I thank you for such a positive post, glad you enjoyed our presidents visit. I apoligize for the negitive responses. As you have noticed there is a lot of negitivity toward our sitting president, but everyone in this country has the freedom of speech and is allowed to voice their opinion. this is a very diverse nation. I'm English, Irish, and Cherokee, my husband is English, Irish and Scotch, we are all mixed up, mutts so to say. President Obama is no exception. Our country is still going through a recession, much worse then the one during the Reagan years, while I was still employed, but we will get through it, just as you will. Have faith and hope, we will prevail. Believe in our faith and do the best we can. In my heart I know that history will tell a differnt story, that President Obama was a good President, just as they have done with President Reagan, even though he caused us great hardship he still turned out to do a lot of good. As I've said everyone in this great country of ours has a voice and an opinion, and is free to say what they will, as long as you don't yell fire in a movie theatre. I appreciate all the our sitting President has done and is doing. He has my support and I knew when I first saw this post that the vitrol would be great, but I am a proud Cherokee American and will always stand tall.


----------



## weebiscuit (May 23, 2011)

bannerminis said:


> Did anyone watch it in America? Everyone is saying that it is a side of Barack Obama that you dont normally see and if he keeps it up he will be a shoo in for the next Presidential Election.


I'm glad you enjoyed his visit. I take it that he hasn't asked you all to change your nation's borders.


----------



## AnnaC (May 24, 2011)

Well Obama is now in the UK for a couple of days before continuing on to Europe. I just want to say that the economic problems being suffered by most of the countries in the world right now, started years ago and to be honest it will probably be years before they can be solved. I dont think our present governments - like them or hate them - are going to be able to make much difference in a few short years. I know things have become extremely difficult for a lot of folk - often tragically so, but the main blame lies with the 'governors' of the past, not necessarily by those in power at the moment. I dont approve of the things that our parliament are suggesting/making law, but not much I can do about it, just knuckle down, carry on and hope that someone somewhere has the answers to help us all.

I have no feelings either way about the Obamas, but I hope that I have the simple good manners to welcome them or anyone else on a visit to my country. At the same time I would like to thank the Irish people for making my Queen feel so welcome on her recent visit to their beautiful country.

Anna


----------



## Jill (May 24, 2011)

Riverrose28 said:


> I thank you for such a positive post, glad you enjoyed our presidents visit. I apoligize for the negitive responses.


Riverrose, please don't apologize for other people, especially me, just because you do not share a perspective. No one was rude. We're not your kids, and are surely not speaking from an uninformed nor unpassionate point view.

★ ★ ★ ★

#### INSTRUCTIONS:
1 - In the records, change "grassy embankment" to "grassy slope" throughout the stretch from the line containing "In the photo above, where can the grassy" through the end of the records, and write out those lines again with nothing else altered.
2 - Continue the forum thread about the president's visit, starting right after its last sentence.

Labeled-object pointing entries
★ ★ ★ ★

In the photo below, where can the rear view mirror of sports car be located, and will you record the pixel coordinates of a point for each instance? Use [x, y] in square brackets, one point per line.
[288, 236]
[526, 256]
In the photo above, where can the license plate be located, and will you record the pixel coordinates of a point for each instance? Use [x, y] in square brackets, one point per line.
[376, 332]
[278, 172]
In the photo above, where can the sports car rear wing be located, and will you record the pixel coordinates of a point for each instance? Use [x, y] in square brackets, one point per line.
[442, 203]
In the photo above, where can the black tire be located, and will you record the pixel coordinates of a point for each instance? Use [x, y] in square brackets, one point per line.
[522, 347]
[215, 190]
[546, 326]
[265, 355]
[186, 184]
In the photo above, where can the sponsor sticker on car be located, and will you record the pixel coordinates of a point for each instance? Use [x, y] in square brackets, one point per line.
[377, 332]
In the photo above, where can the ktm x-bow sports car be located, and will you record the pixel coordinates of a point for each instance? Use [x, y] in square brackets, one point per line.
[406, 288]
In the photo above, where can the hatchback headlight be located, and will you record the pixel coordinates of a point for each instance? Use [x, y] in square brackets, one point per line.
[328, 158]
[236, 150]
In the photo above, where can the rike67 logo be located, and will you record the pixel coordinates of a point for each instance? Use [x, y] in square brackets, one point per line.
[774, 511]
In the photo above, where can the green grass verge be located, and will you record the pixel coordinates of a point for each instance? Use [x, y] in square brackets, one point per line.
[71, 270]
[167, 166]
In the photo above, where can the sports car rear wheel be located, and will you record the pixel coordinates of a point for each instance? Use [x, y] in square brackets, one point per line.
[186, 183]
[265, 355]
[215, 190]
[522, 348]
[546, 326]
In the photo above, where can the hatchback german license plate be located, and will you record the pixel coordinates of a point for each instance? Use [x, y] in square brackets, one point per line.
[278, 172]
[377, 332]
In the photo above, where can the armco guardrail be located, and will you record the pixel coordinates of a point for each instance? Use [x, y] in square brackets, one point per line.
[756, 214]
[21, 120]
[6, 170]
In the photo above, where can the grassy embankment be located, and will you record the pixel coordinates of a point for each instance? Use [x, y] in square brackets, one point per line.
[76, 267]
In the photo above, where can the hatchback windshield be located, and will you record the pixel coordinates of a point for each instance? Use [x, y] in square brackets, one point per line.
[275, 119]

★ ★ ★ ★

#### ANSWERS TO THE EXERCISE:
1 -
In the photo above, where can the grassy slope be located, and will you record the pixel coordinates of a point for each instance? Use [x, y] in square brackets, one point per line.
[76, 267]
In the photo above, where can the hatchback windshield be located, and will you record the pixel coordinates of a point for each instance? Use [x, y] in square brackets, one point per line.
[275, 119]

2 -
----------



## bannerminis (May 24, 2011)

Anna your Queen was wonderful too and we were all glued to her and enjoyed all that went on during her stay. I think she enjoyed it too.

I think everyone is hurting now and like Anna said its our past "govenors" that did the damage and unfortunately things break quickly but take a long time to fix and heal.

I have not found anyone insulting but I do find it very sad that there are so many people suffering in the world today. People are only just getting by or have lost jobs, homes even families are been broken up with this recession with the stress its putting on families.

Just know that we are all rooting for each other and some day that rainbow will appear and we will start to come out the other side. If we stick together we will survive, bruised and batter no doubt but hopefully with a smile on our face and with new heart to look forward.


----------



## Marsha Cassada (May 24, 2011)

Riverrose28 said:


> I thank you for such a positive post, glad you enjoyed our presidents visit. I apoligize for the negitive responses. As you have noticed there is a lot of negitivity toward our sitting president, but everyone in this country has the freedom of speech and is allowed to voice their opinion. this is a very diverse nation.


Please do not apologize for me either!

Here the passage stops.